HISTOIRE DE DUNKERQUE " Le drapeau Dunkerquois "
Dunkerque fut très longtemps la seule ville de France à avoir son drapeau à elle.
Le drapeau dunkerquois qui a une glorieuse et une dramatique histoire, flotte depuis des siècles en ses murs comme jadis il flotta sur toutes les mers. Il n'a jamais cessé d'incarner les liesses de la ville, les réjouissances, et de claquer joyeusement à la brise du large comme de redire de génération en génération les fastes du passé de la vieille cité.
Pour trouver son origine, il faut remonter aux troubles qui marquèrent au début du Xllle siècle la lutte entre les nobles, les seigneurs féodaux, les roturiers, les marchands des villes, les paysans des campagnes, les ouvriers des métiers (Blaevœtins, ou pieds bleus).

————————

Pouvez-vous recopier à l'identique, dans le texte sur le drapeau dunkerquois, le passage qui s'ouvre sur les mots contenant "HISTOIRE DE DUNKERQUE" et se termine par "ou pieds bleus)." ?

ENTRÉES BRUTES
————————

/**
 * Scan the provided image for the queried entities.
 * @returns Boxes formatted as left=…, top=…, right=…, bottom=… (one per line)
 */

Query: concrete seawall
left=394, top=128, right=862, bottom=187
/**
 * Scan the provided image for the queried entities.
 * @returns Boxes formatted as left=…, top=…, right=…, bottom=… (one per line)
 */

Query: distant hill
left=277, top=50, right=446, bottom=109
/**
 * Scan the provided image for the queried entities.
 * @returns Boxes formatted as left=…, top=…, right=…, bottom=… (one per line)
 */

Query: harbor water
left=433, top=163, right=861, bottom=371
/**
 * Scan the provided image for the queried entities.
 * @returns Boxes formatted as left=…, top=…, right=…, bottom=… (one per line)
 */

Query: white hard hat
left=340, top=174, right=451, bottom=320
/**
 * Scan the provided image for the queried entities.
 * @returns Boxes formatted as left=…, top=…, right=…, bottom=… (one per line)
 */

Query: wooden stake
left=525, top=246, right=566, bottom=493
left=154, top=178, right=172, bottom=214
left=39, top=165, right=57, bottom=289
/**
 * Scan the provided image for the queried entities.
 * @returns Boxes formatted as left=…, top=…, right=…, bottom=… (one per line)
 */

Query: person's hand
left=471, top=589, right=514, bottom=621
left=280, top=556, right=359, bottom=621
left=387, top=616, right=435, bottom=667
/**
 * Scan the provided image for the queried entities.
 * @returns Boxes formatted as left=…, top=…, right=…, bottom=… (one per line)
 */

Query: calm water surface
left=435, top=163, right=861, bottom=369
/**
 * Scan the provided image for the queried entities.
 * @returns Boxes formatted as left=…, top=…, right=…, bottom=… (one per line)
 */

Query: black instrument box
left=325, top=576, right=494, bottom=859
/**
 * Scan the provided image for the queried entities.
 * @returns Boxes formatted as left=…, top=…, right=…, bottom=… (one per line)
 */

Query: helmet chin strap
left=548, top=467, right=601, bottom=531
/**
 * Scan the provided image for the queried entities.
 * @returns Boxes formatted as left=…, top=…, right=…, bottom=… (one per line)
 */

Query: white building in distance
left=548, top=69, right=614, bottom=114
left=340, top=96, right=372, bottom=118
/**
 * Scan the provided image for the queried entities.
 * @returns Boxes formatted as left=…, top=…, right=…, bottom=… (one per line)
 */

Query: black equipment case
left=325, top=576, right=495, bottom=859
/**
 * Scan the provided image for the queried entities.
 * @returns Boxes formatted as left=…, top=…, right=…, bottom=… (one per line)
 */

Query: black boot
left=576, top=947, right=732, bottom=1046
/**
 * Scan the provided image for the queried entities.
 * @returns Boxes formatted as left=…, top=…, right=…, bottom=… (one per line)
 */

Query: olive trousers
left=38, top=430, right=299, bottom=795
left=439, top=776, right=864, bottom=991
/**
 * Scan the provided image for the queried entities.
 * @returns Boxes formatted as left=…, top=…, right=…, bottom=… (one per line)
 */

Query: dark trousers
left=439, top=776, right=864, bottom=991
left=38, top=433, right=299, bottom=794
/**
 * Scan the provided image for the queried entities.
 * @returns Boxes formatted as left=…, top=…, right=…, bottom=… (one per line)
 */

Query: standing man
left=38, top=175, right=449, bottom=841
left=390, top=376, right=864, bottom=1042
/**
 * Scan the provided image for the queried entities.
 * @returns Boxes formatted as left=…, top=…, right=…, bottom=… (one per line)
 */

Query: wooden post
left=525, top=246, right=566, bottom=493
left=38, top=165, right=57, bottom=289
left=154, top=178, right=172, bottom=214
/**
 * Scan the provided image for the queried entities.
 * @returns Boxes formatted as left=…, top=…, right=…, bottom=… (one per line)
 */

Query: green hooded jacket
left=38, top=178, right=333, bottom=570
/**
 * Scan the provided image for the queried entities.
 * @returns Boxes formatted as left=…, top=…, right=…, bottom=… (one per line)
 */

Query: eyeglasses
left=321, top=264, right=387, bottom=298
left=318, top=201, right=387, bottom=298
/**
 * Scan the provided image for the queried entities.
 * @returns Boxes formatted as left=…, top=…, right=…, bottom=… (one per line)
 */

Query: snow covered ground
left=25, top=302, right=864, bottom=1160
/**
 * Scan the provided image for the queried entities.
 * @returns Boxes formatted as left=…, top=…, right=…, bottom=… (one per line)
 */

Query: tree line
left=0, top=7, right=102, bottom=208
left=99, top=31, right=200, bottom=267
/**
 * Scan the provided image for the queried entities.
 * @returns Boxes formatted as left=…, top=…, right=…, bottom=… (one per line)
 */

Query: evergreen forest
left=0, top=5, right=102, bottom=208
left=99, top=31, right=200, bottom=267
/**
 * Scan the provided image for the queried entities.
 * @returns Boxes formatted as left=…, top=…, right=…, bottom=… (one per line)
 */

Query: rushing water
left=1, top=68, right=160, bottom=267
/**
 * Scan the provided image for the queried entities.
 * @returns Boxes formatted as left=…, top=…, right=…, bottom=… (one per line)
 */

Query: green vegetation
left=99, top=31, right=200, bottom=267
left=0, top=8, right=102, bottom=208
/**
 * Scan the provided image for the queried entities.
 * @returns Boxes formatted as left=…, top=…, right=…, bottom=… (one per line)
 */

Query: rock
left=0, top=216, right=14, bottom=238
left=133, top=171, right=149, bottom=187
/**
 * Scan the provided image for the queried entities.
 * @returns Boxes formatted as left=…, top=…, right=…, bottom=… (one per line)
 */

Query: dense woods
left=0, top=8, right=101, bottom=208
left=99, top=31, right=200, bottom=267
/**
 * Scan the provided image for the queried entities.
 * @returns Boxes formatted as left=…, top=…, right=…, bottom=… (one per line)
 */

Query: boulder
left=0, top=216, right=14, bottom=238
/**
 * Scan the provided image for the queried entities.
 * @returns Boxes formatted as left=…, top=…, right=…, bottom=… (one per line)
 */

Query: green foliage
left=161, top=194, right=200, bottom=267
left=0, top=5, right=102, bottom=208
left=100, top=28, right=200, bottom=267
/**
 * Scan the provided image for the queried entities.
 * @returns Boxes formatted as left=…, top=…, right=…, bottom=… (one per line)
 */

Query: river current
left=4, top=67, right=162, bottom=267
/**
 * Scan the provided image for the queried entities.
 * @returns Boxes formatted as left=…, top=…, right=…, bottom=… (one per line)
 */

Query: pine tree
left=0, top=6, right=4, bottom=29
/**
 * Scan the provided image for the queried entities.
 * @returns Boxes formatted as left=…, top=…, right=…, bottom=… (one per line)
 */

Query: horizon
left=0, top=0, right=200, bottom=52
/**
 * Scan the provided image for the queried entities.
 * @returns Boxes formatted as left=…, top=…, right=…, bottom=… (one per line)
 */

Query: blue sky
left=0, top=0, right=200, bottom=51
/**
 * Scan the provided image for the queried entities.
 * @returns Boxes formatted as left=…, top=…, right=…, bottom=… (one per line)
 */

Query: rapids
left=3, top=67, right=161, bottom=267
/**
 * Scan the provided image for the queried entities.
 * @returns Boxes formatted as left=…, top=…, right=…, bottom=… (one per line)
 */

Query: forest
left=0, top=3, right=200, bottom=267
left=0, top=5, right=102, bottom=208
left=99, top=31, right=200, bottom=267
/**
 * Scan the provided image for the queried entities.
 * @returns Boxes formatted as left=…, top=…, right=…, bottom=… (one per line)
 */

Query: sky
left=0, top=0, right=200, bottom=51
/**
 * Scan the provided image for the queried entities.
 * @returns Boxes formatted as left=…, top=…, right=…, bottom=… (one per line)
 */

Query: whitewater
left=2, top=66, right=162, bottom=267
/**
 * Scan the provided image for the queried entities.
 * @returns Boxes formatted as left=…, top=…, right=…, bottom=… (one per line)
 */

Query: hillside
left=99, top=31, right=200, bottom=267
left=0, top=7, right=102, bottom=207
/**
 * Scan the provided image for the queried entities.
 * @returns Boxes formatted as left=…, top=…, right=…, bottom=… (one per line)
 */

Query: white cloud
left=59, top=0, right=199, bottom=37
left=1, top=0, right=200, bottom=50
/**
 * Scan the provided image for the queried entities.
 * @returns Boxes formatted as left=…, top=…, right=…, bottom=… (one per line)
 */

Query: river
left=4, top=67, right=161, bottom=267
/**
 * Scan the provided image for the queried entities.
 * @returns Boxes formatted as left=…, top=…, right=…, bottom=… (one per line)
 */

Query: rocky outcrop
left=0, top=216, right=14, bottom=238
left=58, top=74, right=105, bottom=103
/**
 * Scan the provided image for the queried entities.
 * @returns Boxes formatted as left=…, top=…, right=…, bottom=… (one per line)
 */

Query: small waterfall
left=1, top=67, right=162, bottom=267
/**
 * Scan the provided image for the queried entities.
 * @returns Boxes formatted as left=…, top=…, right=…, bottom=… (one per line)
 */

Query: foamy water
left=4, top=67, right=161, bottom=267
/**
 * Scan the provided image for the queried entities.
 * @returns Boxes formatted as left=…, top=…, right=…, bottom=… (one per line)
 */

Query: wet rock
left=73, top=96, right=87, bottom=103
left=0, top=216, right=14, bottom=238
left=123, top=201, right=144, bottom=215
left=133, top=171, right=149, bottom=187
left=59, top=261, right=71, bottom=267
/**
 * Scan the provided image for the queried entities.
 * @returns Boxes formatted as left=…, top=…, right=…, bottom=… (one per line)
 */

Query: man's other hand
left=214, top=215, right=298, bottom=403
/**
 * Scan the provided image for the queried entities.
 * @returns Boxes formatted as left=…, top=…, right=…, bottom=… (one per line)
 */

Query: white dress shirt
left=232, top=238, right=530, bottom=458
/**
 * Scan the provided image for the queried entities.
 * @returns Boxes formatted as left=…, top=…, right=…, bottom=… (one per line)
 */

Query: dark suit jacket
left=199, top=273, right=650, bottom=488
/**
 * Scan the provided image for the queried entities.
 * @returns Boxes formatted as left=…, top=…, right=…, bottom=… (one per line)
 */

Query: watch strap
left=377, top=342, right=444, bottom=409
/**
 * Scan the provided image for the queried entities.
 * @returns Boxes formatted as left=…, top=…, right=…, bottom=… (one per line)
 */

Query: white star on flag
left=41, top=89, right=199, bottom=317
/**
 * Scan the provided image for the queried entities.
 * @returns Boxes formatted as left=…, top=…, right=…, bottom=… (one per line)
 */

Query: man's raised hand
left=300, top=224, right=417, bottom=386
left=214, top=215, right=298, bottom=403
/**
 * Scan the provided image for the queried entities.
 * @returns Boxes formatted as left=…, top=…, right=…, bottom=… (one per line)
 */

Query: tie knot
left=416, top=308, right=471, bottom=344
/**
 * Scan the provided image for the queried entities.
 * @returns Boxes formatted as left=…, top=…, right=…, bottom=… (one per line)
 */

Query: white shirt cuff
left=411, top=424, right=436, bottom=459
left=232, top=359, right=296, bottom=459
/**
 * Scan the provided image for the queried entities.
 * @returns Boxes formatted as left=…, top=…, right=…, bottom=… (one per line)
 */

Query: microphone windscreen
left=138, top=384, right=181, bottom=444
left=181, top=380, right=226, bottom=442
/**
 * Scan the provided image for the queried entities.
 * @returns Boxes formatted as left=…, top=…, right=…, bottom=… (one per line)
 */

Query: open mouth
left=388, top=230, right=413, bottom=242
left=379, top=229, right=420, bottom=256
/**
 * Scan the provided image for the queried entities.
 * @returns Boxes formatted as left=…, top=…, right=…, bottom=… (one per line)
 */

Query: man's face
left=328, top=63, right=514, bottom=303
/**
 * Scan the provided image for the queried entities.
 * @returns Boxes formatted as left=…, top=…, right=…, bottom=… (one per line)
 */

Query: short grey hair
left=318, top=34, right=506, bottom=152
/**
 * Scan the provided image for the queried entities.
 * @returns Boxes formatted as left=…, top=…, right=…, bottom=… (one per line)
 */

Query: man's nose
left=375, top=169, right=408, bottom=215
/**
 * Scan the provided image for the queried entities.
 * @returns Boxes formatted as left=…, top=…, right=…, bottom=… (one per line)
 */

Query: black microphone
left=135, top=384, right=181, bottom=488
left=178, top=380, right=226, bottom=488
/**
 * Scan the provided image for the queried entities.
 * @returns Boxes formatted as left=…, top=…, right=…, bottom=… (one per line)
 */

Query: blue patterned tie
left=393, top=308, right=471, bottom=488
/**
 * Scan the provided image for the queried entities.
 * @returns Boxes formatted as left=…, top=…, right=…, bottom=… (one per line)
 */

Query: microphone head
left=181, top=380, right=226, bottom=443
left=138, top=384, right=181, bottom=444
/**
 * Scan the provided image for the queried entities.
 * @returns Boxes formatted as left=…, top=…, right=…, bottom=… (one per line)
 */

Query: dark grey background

————————

RÉPONSE ATTENDUE
HISTOIRE DE DUNKERQUE " Le drapeau Dunkerquois "
Dunkerque fut très longtemps la seule ville de France à avoir son drapeau à elle.
Le drapeau dunkerquois qui a une glorieuse et une dramatique histoire, flotte depuis des siècles en ses murs comme jadis il flotta sur toutes les mers. Il n'a jamais cessé d'incarner les liesses de la ville, les réjouissances, et de claquer joyeusement à la brise du large comme de redire de génération en génération les fastes du passé de la vieille cité.
Pour trouver son origine, il faut remonter aux troubles qui marquèrent au début du Xllle siècle la lutte entre les nobles, les seigneurs féodaux, les roturiers, les marchands des villes, les paysans des campagnes, les ouvriers des métiers (Blaevœtins, ou pieds bleus).